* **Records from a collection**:

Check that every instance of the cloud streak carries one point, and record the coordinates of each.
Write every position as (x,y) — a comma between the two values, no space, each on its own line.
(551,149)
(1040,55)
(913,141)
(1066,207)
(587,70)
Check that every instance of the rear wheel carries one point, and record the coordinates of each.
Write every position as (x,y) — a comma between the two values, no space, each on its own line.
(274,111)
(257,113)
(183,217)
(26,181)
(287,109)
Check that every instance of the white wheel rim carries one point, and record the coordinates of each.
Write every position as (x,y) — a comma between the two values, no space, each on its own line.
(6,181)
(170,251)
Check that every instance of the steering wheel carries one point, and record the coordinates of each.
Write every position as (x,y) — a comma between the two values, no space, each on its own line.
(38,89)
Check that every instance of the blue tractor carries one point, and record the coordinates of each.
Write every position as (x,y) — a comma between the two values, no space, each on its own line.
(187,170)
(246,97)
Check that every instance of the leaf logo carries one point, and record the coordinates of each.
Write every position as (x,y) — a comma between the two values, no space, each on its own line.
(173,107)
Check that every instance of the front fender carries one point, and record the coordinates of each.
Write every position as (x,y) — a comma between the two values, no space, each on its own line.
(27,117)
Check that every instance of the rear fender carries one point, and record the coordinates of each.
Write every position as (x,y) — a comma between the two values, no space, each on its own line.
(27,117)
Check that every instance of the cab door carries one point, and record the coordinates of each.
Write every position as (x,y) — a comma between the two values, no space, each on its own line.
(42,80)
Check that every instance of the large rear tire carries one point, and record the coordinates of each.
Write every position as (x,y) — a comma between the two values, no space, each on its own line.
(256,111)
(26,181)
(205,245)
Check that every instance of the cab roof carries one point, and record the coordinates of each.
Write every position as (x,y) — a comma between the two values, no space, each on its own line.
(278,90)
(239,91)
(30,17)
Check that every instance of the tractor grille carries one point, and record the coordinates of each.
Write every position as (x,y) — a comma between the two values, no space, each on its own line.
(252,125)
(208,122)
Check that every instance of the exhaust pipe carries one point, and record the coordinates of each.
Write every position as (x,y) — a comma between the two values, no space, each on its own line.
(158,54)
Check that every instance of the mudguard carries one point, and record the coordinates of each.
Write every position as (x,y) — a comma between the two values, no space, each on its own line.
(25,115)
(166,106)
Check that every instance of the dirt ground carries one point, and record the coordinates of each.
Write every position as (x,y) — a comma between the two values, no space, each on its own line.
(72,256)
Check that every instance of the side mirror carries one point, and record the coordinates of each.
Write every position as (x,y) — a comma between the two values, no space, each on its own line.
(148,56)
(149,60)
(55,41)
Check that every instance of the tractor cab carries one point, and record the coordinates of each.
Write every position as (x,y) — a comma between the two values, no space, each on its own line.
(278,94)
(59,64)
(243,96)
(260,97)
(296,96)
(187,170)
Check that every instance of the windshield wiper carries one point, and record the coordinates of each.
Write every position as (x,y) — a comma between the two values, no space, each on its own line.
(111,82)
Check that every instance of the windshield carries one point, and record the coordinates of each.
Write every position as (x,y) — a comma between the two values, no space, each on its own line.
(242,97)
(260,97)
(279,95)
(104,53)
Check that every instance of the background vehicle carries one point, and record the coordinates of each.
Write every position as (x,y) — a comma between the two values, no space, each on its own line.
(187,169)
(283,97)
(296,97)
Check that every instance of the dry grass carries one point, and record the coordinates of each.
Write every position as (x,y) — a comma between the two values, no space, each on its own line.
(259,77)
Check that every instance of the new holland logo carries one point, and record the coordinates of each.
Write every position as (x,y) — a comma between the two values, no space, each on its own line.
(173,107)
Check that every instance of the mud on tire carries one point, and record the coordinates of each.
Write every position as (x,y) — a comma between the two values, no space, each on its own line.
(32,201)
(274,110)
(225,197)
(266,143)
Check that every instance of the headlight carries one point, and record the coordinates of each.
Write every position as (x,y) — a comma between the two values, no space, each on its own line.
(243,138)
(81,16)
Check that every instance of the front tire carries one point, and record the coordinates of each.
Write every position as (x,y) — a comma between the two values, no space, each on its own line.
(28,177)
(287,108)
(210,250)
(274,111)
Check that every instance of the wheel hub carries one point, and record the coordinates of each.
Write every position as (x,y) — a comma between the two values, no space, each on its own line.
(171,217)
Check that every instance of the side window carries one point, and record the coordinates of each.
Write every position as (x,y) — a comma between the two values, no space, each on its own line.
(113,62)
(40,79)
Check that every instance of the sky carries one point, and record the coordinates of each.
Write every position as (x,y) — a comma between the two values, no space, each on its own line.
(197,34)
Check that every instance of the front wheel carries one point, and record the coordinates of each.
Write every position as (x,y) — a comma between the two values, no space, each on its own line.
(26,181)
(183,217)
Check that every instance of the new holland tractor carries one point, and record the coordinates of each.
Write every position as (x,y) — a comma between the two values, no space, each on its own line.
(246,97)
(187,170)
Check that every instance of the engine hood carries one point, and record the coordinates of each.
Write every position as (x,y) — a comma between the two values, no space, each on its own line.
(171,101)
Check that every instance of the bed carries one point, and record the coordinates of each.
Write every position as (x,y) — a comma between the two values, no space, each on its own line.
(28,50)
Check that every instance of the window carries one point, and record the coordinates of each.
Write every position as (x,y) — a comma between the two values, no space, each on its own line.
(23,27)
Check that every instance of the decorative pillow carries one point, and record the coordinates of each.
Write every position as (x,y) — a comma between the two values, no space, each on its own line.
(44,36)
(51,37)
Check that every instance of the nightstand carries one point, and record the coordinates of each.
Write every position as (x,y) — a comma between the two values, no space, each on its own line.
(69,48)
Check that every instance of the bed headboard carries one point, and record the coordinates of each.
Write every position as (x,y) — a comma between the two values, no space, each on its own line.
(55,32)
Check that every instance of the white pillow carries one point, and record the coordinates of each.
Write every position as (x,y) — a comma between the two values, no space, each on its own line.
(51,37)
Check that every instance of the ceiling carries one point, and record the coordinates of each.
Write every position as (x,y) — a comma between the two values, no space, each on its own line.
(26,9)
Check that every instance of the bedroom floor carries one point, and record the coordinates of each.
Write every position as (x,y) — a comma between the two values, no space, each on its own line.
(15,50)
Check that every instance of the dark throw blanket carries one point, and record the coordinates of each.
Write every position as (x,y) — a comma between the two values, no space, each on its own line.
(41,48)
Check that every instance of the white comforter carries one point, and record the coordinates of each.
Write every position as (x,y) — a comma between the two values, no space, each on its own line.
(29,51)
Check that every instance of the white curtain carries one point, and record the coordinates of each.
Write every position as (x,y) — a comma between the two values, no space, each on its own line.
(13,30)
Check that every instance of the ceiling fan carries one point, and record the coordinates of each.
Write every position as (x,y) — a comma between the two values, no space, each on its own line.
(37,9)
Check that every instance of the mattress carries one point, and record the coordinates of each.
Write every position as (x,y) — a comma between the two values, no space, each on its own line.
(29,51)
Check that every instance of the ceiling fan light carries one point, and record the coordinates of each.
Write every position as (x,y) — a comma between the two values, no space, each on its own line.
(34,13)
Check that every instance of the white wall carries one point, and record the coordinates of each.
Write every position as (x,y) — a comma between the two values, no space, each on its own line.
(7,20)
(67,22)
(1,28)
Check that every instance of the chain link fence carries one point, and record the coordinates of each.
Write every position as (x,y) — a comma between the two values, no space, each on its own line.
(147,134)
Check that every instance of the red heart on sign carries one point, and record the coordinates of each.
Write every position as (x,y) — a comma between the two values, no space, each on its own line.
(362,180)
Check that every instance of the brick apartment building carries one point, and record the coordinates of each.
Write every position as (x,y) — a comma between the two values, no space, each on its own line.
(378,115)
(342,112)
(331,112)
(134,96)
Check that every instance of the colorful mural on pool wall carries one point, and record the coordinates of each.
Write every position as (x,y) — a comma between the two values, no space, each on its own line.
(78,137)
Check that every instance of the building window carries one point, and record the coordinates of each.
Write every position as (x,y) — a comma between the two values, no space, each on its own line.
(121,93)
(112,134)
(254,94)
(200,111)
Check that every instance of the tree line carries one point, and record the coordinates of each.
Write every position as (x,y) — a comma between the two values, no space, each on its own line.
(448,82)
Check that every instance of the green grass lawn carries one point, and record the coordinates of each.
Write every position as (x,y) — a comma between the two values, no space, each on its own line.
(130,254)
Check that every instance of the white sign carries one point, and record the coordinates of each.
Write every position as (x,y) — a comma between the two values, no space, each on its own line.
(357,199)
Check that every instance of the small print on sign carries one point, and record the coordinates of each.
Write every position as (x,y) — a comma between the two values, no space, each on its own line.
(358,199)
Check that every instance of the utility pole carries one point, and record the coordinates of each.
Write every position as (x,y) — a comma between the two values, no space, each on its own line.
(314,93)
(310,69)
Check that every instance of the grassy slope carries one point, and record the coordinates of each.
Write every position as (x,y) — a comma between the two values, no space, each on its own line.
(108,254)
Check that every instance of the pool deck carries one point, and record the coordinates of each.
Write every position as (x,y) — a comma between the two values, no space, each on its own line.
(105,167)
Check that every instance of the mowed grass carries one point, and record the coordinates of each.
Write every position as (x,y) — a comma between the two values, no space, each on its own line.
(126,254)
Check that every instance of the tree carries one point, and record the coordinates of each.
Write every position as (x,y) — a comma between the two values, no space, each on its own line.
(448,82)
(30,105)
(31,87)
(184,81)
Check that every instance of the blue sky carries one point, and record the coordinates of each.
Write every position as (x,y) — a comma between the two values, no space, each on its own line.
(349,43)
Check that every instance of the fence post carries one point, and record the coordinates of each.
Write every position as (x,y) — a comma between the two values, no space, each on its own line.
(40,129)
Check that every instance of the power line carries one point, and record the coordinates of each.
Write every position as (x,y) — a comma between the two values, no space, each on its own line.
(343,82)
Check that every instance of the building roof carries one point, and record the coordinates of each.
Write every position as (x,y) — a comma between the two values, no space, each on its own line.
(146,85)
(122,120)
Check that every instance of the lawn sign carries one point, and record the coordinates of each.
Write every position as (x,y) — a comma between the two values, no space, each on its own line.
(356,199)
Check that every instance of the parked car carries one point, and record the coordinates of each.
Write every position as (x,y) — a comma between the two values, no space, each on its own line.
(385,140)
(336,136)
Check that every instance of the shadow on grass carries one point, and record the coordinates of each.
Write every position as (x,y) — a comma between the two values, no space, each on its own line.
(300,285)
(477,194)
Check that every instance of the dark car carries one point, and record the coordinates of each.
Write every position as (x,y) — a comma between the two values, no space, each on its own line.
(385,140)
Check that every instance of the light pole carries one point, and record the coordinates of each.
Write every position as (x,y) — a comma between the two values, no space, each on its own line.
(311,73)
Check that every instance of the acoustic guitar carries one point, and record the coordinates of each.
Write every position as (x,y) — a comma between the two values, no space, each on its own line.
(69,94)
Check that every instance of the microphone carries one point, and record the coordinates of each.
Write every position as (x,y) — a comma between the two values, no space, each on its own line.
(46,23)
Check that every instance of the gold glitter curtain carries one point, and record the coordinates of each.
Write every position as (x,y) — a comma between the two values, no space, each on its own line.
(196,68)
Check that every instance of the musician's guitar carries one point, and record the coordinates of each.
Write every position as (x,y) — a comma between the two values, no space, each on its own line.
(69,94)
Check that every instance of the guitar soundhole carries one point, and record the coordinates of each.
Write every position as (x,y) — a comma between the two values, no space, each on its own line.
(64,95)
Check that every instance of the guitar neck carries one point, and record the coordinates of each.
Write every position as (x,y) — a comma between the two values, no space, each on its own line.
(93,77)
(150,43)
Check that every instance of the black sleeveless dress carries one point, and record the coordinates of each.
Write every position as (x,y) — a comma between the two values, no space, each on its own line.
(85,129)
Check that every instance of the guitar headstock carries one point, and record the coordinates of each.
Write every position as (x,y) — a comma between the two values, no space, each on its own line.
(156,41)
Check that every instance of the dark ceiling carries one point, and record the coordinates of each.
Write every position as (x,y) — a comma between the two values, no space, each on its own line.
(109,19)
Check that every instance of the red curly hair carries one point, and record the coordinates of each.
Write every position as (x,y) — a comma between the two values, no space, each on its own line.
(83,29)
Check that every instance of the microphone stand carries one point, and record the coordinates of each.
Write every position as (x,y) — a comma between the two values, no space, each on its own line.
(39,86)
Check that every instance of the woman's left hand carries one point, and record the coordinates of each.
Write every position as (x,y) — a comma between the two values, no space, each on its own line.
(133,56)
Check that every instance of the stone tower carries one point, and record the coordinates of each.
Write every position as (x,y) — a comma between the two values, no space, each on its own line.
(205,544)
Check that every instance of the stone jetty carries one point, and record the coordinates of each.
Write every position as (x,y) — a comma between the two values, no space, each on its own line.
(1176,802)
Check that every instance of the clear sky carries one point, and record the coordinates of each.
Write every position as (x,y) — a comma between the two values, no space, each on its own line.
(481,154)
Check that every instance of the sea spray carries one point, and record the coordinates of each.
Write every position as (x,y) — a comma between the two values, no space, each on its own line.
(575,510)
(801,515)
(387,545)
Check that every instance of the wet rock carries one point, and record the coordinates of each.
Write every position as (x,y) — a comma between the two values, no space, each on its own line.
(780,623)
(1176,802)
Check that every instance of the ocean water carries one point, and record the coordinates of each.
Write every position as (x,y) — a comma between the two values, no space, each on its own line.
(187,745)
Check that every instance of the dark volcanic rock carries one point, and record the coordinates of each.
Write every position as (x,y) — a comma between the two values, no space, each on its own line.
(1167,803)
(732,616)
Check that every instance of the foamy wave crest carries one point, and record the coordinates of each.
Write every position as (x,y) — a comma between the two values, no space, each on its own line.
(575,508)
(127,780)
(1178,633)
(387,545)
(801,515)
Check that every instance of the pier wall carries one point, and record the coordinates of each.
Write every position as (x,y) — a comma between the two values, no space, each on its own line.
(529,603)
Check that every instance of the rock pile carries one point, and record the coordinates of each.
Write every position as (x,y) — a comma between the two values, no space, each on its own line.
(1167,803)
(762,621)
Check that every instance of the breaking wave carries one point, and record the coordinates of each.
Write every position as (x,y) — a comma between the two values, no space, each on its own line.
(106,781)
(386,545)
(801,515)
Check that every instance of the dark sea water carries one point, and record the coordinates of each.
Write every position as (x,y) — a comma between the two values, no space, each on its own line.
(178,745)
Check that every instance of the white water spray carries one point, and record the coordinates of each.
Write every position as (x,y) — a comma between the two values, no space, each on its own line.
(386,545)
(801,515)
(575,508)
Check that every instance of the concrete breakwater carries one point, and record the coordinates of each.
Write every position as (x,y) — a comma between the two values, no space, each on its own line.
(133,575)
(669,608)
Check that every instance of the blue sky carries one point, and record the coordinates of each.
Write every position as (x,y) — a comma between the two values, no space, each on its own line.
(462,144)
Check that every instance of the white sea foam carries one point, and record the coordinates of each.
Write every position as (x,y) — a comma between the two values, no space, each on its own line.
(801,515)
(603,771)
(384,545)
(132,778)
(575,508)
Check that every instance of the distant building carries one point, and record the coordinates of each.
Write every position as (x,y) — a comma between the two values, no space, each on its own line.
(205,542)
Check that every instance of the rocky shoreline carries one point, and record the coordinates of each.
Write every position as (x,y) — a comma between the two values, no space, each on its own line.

* **Goal**:
Exactly as written, give again every line from the one containing "Check that every instance of the concrete" through the last line of the material above, and no other lines.

* **Answer below**:
Check that every instance of the concrete breakwater carries one point, and record the coordinates of each.
Write every position as (x,y) — a comma between the two values, no space, each on its own line.
(133,575)
(669,608)
Check that every instance of the blue sky carries one point, and record the coordinates of each.
Write every position as (x,y) — a comma between the two values, no space, each on its own line.
(462,144)
Check that every instance of the white sea foam carries one point, and record the coordinates of each.
Write every position as (x,y) — a comma between the two values, no space, each on its own line.
(801,515)
(603,771)
(384,545)
(132,778)
(575,508)
Check that every instance of the distant building carries one point, and record the coordinates of each.
Write every position as (x,y) — a comma between the two values, no space, each on its own line.
(205,542)
Check that every instance of the rocky shoreline carries one point, and record the coordinates of each.
Write every position as (x,y) — a comma between the two values, no space, each on its own line.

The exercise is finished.